» **Dataset entries**

━━━━━━

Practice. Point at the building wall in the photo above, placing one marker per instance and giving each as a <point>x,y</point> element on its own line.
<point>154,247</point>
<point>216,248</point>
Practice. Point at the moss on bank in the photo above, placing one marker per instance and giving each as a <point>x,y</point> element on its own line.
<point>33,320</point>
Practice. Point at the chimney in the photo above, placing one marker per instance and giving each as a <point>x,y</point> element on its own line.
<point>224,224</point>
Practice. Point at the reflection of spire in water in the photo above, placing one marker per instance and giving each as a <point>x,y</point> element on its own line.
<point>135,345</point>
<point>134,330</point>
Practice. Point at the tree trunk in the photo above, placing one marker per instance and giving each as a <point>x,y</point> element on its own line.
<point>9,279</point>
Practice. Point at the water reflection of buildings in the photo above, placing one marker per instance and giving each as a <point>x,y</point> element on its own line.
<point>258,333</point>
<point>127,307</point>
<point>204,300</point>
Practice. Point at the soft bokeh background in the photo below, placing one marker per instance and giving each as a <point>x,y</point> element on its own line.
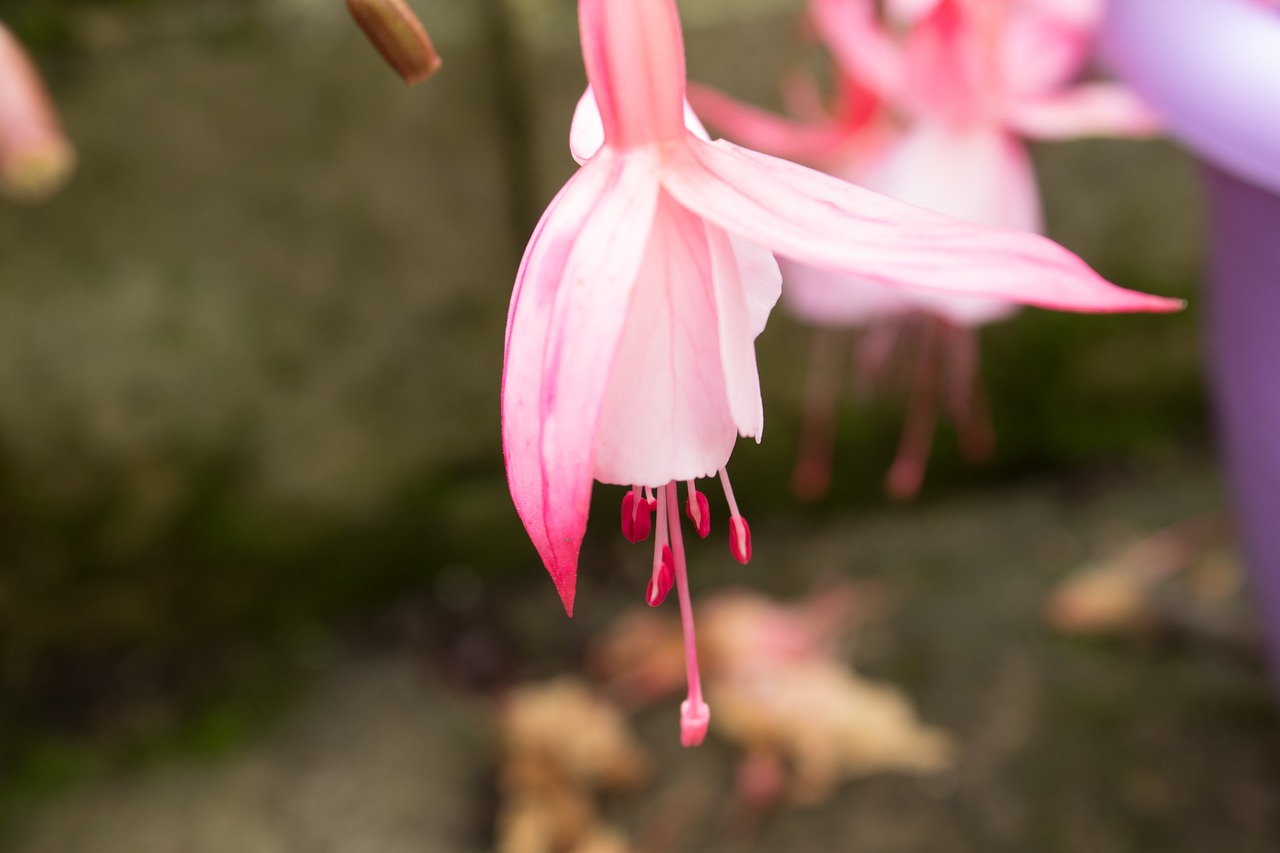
<point>259,570</point>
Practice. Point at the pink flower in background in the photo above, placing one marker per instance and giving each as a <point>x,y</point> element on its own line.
<point>959,82</point>
<point>630,340</point>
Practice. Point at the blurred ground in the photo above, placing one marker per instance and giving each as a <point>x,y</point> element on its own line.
<point>1153,742</point>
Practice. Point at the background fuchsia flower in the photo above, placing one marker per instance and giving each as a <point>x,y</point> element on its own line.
<point>630,338</point>
<point>951,89</point>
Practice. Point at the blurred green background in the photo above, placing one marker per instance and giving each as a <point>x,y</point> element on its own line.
<point>250,356</point>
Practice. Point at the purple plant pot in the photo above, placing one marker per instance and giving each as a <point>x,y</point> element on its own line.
<point>1212,69</point>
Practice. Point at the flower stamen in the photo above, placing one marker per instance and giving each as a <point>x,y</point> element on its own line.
<point>694,714</point>
<point>739,532</point>
<point>636,520</point>
<point>698,511</point>
<point>663,564</point>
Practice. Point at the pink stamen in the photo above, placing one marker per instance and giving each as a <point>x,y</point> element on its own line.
<point>698,511</point>
<point>740,539</point>
<point>636,521</point>
<point>739,532</point>
<point>694,714</point>
<point>663,564</point>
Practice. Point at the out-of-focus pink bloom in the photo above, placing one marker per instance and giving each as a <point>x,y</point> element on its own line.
<point>35,155</point>
<point>630,340</point>
<point>959,82</point>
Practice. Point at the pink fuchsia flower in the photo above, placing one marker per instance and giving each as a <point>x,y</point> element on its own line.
<point>35,155</point>
<point>630,338</point>
<point>960,82</point>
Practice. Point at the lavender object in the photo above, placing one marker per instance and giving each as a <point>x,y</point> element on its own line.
<point>1212,68</point>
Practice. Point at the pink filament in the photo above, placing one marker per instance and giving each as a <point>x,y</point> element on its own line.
<point>694,714</point>
<point>698,511</point>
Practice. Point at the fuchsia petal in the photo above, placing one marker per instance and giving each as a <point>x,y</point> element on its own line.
<point>1092,109</point>
<point>863,49</point>
<point>736,337</point>
<point>979,174</point>
<point>762,281</point>
<point>635,63</point>
<point>822,220</point>
<point>586,133</point>
<point>764,131</point>
<point>1040,53</point>
<point>666,413</point>
<point>826,299</point>
<point>553,382</point>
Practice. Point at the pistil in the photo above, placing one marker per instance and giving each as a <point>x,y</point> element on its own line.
<point>694,714</point>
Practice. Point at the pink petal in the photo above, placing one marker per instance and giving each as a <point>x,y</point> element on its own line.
<point>1040,53</point>
<point>635,63</point>
<point>566,315</point>
<point>666,413</point>
<point>762,281</point>
<point>1092,109</point>
<point>863,49</point>
<point>767,132</point>
<point>828,223</point>
<point>586,133</point>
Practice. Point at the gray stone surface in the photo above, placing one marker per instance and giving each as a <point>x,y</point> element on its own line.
<point>376,761</point>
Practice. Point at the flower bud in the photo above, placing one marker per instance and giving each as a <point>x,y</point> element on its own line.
<point>35,155</point>
<point>398,36</point>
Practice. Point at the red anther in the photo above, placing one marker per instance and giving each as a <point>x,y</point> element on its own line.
<point>636,519</point>
<point>699,512</point>
<point>740,539</point>
<point>694,719</point>
<point>663,579</point>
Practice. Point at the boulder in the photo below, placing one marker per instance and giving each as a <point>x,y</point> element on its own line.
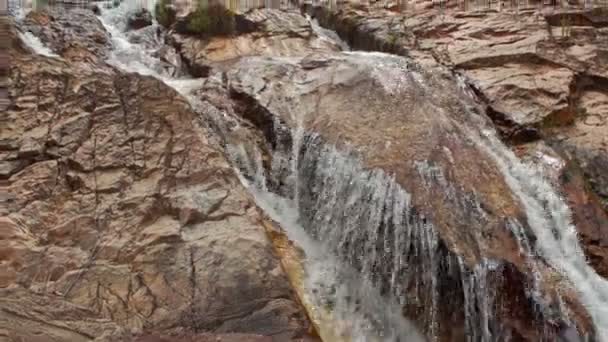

━━━━━━

» **To be done**
Please show every line above that contains the word "fuchsia", copied in full.

» **Worked solution**
Practice. Point at the background fuchsia flower in the photo above, placing one marker per instance and giving each as a <point>x,y</point> element on its own line.
Practice. Point at the pink fuchsia flower in the photo above, placing one marker per instance and giving each as a <point>x,y</point> element on its own line.
Practice. Point at the fuchsia petal in the photo above, placing one marker per instance and giving each as a <point>x,y</point> element on its own line.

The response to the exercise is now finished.